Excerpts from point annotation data
◇ ◇ ◇ ◇
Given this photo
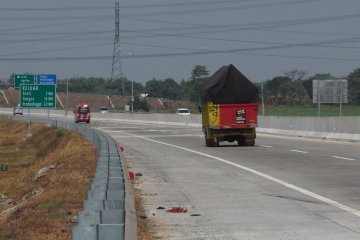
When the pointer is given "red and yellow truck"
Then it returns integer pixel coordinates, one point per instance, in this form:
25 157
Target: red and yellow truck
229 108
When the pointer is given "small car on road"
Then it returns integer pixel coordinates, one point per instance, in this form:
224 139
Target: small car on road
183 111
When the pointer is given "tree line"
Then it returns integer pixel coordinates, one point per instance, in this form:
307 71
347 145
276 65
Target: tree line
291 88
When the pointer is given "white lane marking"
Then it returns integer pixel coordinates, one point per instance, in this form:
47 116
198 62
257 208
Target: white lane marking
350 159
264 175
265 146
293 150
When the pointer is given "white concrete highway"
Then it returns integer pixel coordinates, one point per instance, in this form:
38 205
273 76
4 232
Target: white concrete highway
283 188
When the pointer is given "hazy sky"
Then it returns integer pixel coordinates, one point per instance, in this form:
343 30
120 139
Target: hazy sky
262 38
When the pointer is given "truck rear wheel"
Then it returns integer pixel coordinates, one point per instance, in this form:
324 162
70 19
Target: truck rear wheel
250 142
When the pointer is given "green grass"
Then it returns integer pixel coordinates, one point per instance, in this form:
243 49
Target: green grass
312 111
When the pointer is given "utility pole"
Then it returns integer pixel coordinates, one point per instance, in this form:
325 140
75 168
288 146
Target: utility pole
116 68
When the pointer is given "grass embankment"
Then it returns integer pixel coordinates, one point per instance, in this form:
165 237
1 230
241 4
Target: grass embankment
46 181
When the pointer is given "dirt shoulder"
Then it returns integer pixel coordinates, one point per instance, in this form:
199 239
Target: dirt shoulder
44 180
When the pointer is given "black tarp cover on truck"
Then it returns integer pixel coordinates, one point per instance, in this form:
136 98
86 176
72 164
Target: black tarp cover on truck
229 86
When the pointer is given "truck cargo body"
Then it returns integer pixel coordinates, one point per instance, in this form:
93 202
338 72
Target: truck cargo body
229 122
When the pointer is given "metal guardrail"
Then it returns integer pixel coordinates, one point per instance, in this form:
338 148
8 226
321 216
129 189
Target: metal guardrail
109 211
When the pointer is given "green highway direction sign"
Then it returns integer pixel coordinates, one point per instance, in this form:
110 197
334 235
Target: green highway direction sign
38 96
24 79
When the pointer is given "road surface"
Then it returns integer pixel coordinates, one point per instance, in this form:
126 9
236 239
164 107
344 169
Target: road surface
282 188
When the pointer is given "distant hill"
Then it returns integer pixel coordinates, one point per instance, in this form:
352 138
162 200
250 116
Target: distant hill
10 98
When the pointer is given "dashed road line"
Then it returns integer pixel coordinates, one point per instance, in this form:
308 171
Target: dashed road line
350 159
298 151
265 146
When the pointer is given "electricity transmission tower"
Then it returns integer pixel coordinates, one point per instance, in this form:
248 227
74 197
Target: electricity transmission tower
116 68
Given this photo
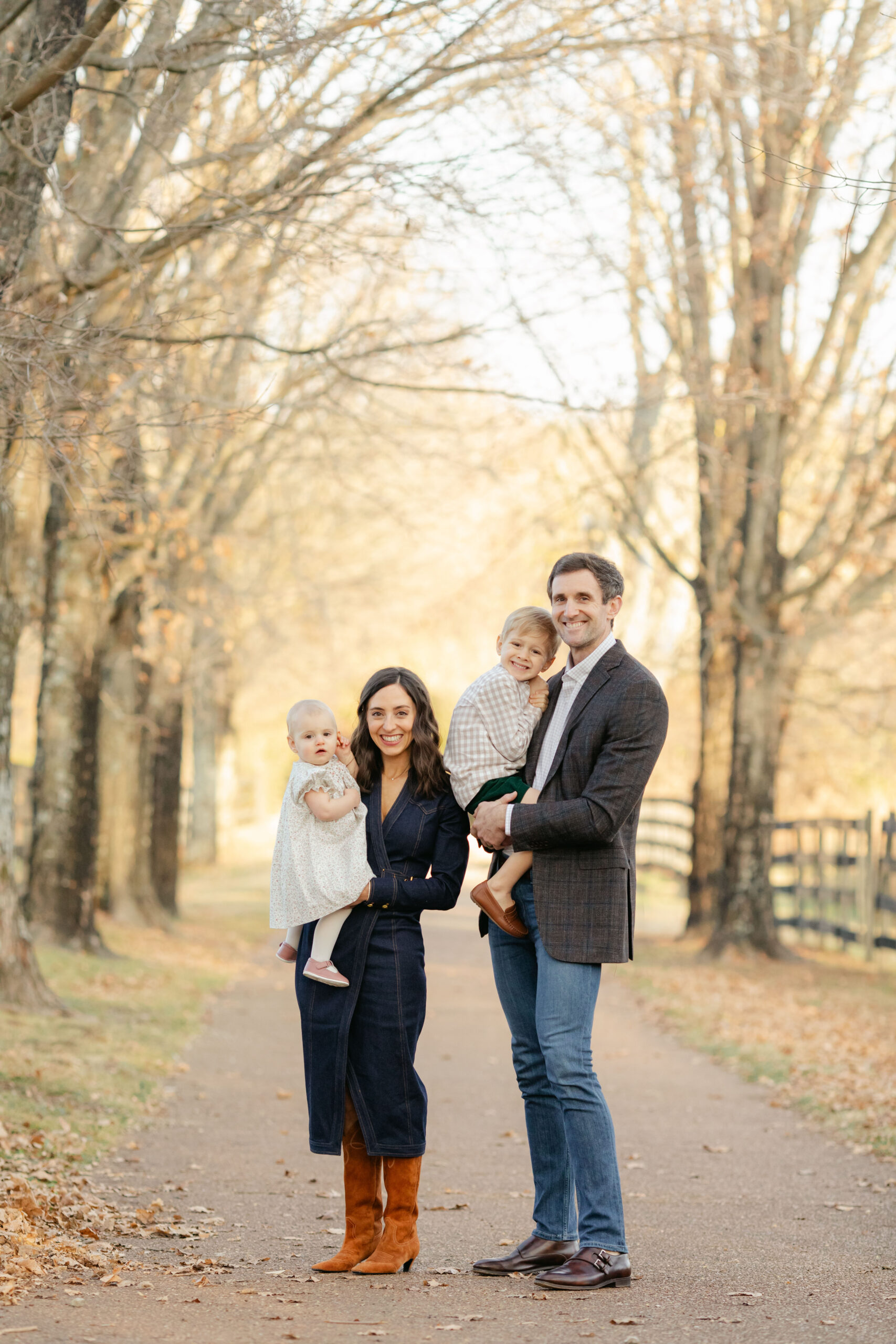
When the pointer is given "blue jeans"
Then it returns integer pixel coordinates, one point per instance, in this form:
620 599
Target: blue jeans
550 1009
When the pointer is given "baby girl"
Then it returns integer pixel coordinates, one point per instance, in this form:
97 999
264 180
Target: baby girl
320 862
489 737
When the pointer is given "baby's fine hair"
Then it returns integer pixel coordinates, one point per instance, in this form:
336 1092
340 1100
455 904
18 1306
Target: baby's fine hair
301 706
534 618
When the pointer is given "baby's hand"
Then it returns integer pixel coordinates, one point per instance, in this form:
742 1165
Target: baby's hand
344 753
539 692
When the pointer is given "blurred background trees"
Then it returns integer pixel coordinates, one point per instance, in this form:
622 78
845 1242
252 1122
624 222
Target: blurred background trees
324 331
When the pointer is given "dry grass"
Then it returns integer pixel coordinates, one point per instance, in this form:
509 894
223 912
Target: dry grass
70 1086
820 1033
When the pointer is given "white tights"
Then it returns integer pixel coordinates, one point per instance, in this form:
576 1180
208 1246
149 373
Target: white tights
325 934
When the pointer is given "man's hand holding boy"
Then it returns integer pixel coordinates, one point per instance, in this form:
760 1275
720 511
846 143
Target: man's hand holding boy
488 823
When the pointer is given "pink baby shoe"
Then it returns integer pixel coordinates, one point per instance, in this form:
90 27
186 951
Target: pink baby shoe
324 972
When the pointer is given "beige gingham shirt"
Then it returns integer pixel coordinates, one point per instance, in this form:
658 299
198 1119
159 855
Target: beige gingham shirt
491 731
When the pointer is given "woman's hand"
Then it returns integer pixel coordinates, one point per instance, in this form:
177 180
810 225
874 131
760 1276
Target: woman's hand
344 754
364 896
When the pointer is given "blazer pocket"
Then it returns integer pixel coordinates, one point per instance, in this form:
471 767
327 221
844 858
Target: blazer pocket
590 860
◇ ◇ ◇ ◇
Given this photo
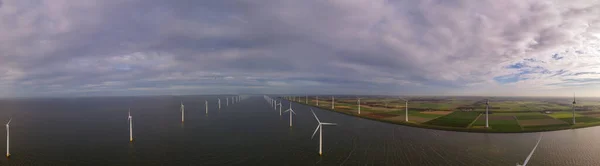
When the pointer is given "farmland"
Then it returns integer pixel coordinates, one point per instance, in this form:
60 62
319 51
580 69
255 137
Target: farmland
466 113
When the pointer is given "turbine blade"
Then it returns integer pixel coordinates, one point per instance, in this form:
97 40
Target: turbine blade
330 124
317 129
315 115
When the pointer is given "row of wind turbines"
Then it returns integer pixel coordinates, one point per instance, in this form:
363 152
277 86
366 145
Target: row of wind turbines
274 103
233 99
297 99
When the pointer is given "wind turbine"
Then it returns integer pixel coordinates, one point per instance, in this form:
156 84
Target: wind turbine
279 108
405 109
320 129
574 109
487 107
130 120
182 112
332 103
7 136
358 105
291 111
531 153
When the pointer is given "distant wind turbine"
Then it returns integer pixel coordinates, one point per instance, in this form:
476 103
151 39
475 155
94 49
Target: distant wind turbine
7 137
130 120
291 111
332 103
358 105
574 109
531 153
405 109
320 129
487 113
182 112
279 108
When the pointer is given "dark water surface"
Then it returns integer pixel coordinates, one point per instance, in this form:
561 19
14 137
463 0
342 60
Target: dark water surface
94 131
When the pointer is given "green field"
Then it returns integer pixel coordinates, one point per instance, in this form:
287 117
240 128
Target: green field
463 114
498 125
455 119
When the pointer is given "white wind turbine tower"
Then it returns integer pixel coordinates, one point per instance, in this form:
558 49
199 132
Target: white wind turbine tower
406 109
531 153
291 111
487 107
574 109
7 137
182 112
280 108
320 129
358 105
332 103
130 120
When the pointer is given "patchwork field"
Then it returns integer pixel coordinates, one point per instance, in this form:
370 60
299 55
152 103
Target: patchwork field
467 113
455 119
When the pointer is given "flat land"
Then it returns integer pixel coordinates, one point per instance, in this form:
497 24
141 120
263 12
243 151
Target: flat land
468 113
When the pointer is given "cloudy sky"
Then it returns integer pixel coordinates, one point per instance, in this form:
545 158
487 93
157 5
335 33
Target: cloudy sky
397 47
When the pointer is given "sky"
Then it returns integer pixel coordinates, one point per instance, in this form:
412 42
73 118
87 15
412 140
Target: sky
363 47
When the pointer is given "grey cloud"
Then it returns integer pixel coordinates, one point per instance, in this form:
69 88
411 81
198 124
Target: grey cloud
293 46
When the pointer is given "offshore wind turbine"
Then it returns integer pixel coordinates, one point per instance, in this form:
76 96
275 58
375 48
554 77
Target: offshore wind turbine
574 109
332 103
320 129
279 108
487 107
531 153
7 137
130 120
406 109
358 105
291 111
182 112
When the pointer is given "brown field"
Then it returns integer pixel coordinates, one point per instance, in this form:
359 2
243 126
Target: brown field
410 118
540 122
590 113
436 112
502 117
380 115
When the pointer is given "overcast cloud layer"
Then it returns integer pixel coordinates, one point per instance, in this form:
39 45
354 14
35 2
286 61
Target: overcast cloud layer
◇ ◇ ◇ ◇
Required task:
Pick out every line in the records above that contains the string "holding", and copy each one. Case counts.

Output of the task:
When the pointer is given "man's hand holding boy"
Target: man's hand holding boy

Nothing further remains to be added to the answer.